• YOUR OBJECTIVE:
Go through the records and write each one out again exactly.

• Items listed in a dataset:
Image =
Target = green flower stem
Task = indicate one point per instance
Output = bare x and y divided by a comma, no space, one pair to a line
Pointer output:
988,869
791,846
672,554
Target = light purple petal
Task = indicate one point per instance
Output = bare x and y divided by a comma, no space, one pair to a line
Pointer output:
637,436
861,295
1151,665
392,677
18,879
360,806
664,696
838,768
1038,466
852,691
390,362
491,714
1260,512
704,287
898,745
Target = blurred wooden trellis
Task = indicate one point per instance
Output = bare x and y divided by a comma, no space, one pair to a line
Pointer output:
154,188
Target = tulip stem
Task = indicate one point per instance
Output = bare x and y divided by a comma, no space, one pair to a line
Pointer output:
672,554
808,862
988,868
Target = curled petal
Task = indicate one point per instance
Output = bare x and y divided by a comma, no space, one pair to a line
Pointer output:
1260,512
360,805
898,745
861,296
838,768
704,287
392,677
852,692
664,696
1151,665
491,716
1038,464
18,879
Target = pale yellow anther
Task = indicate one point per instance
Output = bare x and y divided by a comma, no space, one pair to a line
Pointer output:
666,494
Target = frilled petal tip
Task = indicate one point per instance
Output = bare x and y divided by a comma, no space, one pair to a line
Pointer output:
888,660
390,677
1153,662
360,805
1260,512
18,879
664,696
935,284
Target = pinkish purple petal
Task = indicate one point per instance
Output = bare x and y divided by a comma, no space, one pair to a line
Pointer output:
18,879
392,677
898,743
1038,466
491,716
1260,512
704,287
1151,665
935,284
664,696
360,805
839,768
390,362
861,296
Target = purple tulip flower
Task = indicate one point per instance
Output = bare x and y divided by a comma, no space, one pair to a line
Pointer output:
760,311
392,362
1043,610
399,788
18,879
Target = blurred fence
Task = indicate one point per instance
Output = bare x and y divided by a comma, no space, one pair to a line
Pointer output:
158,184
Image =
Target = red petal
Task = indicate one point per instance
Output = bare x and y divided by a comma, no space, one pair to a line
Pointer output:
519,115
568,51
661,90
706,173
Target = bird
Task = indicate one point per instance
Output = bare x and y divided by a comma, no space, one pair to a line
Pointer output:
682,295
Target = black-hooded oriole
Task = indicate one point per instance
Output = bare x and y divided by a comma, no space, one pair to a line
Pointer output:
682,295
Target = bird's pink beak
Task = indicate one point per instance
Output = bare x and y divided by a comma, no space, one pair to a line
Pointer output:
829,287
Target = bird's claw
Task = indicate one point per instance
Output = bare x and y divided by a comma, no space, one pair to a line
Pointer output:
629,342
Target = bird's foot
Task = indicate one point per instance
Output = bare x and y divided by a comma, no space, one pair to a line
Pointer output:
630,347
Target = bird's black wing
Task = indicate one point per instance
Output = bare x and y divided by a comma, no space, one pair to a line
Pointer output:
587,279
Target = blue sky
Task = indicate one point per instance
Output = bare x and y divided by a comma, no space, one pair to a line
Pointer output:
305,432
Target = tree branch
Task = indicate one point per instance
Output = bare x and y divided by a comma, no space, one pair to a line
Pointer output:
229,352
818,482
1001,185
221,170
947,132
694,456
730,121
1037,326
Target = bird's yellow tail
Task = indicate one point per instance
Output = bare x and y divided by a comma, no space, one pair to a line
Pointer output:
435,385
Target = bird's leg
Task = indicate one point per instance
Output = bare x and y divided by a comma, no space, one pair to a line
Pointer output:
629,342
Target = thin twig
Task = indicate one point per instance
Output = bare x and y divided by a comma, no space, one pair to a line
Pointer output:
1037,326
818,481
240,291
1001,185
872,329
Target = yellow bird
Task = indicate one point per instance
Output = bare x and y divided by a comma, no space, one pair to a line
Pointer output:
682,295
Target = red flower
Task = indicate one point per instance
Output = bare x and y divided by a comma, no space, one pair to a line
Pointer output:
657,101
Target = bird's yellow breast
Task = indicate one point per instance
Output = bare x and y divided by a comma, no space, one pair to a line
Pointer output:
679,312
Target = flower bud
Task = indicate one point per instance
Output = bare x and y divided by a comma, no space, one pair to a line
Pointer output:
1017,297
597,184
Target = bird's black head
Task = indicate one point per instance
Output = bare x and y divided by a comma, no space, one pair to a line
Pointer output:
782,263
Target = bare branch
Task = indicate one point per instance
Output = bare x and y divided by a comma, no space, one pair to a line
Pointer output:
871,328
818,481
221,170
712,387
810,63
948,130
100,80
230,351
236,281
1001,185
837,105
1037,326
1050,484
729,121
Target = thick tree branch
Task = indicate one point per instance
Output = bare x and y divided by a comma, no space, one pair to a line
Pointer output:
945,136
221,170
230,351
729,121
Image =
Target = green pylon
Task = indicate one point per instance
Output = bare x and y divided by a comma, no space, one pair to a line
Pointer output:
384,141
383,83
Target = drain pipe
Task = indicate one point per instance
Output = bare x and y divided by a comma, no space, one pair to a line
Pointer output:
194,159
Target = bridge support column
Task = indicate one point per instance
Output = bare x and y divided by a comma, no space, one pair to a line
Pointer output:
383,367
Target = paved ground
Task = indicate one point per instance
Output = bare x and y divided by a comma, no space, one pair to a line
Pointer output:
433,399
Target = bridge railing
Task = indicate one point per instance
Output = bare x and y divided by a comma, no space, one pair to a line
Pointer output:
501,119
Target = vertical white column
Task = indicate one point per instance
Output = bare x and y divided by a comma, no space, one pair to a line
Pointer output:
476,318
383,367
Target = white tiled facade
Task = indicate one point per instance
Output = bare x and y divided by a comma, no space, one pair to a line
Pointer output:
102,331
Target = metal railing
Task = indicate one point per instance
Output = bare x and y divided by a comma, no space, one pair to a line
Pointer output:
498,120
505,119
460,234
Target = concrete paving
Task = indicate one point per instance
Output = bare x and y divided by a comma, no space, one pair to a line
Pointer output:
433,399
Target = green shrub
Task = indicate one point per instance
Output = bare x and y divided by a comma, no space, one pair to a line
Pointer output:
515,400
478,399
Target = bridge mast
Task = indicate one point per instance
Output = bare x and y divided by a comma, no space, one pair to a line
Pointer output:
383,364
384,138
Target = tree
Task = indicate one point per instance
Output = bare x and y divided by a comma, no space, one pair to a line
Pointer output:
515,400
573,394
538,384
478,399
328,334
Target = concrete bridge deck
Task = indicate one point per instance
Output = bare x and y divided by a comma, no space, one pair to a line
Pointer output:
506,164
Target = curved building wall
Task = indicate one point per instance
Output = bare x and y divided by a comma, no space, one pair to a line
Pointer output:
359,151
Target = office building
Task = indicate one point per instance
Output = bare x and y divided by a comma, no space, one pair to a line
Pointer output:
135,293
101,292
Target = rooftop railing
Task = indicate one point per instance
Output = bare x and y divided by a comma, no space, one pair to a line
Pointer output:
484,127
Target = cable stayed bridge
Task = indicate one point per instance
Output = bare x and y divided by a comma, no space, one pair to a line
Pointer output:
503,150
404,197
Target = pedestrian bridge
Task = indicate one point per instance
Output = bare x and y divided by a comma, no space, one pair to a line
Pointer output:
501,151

• REPLY TO THE TASK:
Image =
Target = green flower stem
Task = indicate one point per instance
Output = bare x and y divided by a comma, no space, one pair to a line
Pointer output:
988,869
791,846
672,554
Target = light purple petal
Task = indicate one point per instance
Output = bare x and y divided by a comma, no space, one pair to a line
Pointer output:
637,436
861,295
1151,665
392,677
18,879
360,806
664,696
838,768
1038,466
852,691
390,362
491,714
1260,512
704,287
898,745
Target = blurred wooden trellis
Task = indicate one point per instance
Output = bare x and y divided by a comma, no space, one pair to a line
Pointer output:
154,188
Target = tulip stem
Task = indicate one point per instance
Output = bare x and y divided by a comma, no space, one pair to a line
Pointer output:
672,554
808,862
988,868
Target = curled petal
Task = indicate one point per instance
Output = bare x and y divided by a comma, no space, one pair to a line
Pointer output:
1260,512
360,805
898,745
861,296
838,768
704,287
392,677
852,692
664,696
1151,665
491,716
1038,464
18,879
Target = pale yellow anther
Task = indicate one point per instance
Output = bare x and y divided by a comma, no space, one pair to a line
Pointer output:
666,494
Target = frilled petal tip
Task = indicate one point per instance
Output = bare x and y divided by a comma, no space, one pair to a line
Pointer output:
888,660
390,677
1153,662
360,805
1260,512
18,879
664,696
935,284
Target = pinkish purple petal
Task = indicate one point per instance
Output = bare x and y divided by a comma, no space, one pair to a line
Pointer output:
18,879
392,677
898,743
1038,466
491,716
1260,512
704,287
1151,665
935,284
664,696
360,805
839,768
390,362
861,296
Target = purple tulip flower
Task = indicate one point per instance
Output = bare x and y divided by a comma, no space, one pair to a line
Pointer output:
760,311
392,362
1043,610
399,788
18,879
Target = blurred fence
Task = indicate one point per instance
Output = bare x and y divided by a comma, no space, one pair to a line
Pointer output:
158,184
Image =
Target = red petal
Task = indicate one point per instance
Output = bare x and y divided by a comma, no space, one pair to a line
Pointer output:
519,115
568,51
661,90
706,173
Target = bird
Task = indicate one point per instance
Output = bare x and y divided by a comma, no space, one pair to a line
Pointer output:
682,295
Target = black-hooded oriole
Task = indicate one point per instance
Output = bare x and y divided by a comma, no space, one pair to a line
Pointer output:
682,295
Target = bird's pink beak
Task = indicate one point per instance
Output = bare x and y divided by a comma, no space, one pair to a line
Pointer output:
829,287
Target = bird's claw
Task = indicate one point per instance
Output = bare x and y divided by a comma, no space, one pair to a line
Pointer output:
629,342
Target = bird's foot
Task = indicate one point per instance
Output = bare x and y divided by a comma, no space, one pair to a line
Pointer output:
630,347
Target = bird's black wing
Task = indicate one point per instance
Output = bare x and y divided by a comma, no space, one pair to a line
Pointer output:
587,279
Target = blue sky
Task = indicate one point per instance
Output = bare x and y divided by a comma, no space, one pair to a line
Pointer output:
305,432
Target = tree branch
Task = indicate one point per instance
Output = bare x and y divided by a comma, no space, one pair to a line
Pointer output:
229,352
818,482
1001,185
221,170
947,132
694,456
730,121
1037,326
Target = bird's yellow tail
Task = indicate one point per instance
Output = bare x and y divided by a comma, no space, one pair to a line
Pointer output:
435,385
Target = bird's leg
Task = indicate one point per instance
Output = bare x and y divided by a comma, no space, one pair to a line
Pointer output:
629,342
Target = thin twig
Task = indicate one point per instance
Output = bare x and y divided by a comma, no space, one pair to a line
Pointer output:
1037,326
818,481
240,291
1001,185
872,329
Target = yellow bird
Task = indicate one point per instance
Output = bare x and y divided by a comma, no space, one pair to a line
Pointer output:
682,295
Target = red flower
Task = indicate one point per instance
Output = bare x and y divided by a comma, no space, one pair to a line
Pointer output:
657,101
Target = bird's yellow breast
Task = indicate one point per instance
Output = bare x and y divided by a comma, no space, one pair to a line
Pointer output:
679,312
Target = flower bud
Task = indicate one point per instance
Output = bare x and y divided by a comma, no space, one pair to a line
Pointer output:
1017,297
597,184
Target = bird's black head
Task = indicate one point per instance
Output = bare x and y divided by a comma, no space, one pair to a line
Pointer output:
782,263
Target = bare branch
Task = indicate one point per instance
Output = bare x and y divided by a comma, no space, one pair to a line
Pointer output:
871,328
818,481
221,170
712,387
810,63
948,130
100,80
230,351
236,281
1001,185
837,105
1037,326
1050,484
729,121
Target = thick tree branch
Task = indicate one point per instance
Output = bare x and y divided by a comma, no space, one pair to a line
Pointer output:
945,136
221,170
230,351
729,121
Image =
Target = green pylon
Task = indicate one point per instance
Output = bare x and y divided by a comma, no space, one pair to a line
Pointer output:
384,141
383,83
Target = drain pipe
Task = indicate one point per instance
Output = bare x and y divided by a comma, no space, one pair to a line
Pointer output:
194,159
Target = bridge support column
Task = indicate one point per instance
Output = bare x and y divided by a comma, no space, one pair to a line
Pointer output:
383,367
Target = paved ground
Task = indicate one point per instance
Output = bare x and y divided by a comma, no space, one pair to a line
Pointer output:
433,399
Target = bridge railing
Task = indicate one point per instance
Output = bare x and y divided by a comma, no space, one pair to a line
Pointer output:
501,119
Target = vertical white column
Task = indicate one point per instance
Output = bare x and y divided by a comma, no space, one pair to a line
Pointer output:
476,318
383,367
Target = white tiled facade
Task = indicate one point per instance
Output = bare x and y divided by a comma, no space, one pair to a line
Pointer output:
102,331
Target = metal railing
Task = indicate one point per instance
Output = bare x and y divided by a comma, no space, one pair to a line
Pointer output:
498,120
505,119
460,234
Target = concrete paving
Task = indicate one point per instance
Output = bare x and y divided by a comma, no space, one pair to a line
Pointer output:
433,399
Target = green shrub
Task = indicate one point per instance
Output = bare x and y divided by a comma, no space, one pair to a line
Pointer output:
515,400
478,399
Target = bridge mast
Task = indicate one point per instance
Output = bare x and y divided by a comma, no space, one pair to a line
Pointer output:
383,364
384,138
Target = tree
Task = indicate one point per instance
Output = bare x and y divided by a comma, no space, one pair to a line
Pointer output:
515,400
573,394
538,384
478,399
328,334
Target = concrete bridge deck
Task = indicate one point per instance
Output = bare x and y divided by a comma, no space, one pair to a line
Pointer output:
506,164
Target = curved building wall
Task = indicate one point per instance
Output = bare x and y divided by a comma, no space, one pair to a line
Pointer output:
359,151
Target = office building
Task = indicate one point per instance
Output = bare x and y divided by a comma, no space, one pair to a line
Pointer output:
135,293
101,292
Target = rooftop railing
Task = indicate one point per instance
Output = bare x and y divided by a comma, no space, one pair to a line
Pointer output:
484,127
Target = cable stayed bridge
Task = indicate one point per instance
Output = bare x and y divided by a comma, no space, one pair to a line
Pointer output:
503,150
404,197
Target = pedestrian bridge
Task = indicate one point per instance
Output = bare x and y divided by a comma, no space, one pair to a line
Pointer output:
501,151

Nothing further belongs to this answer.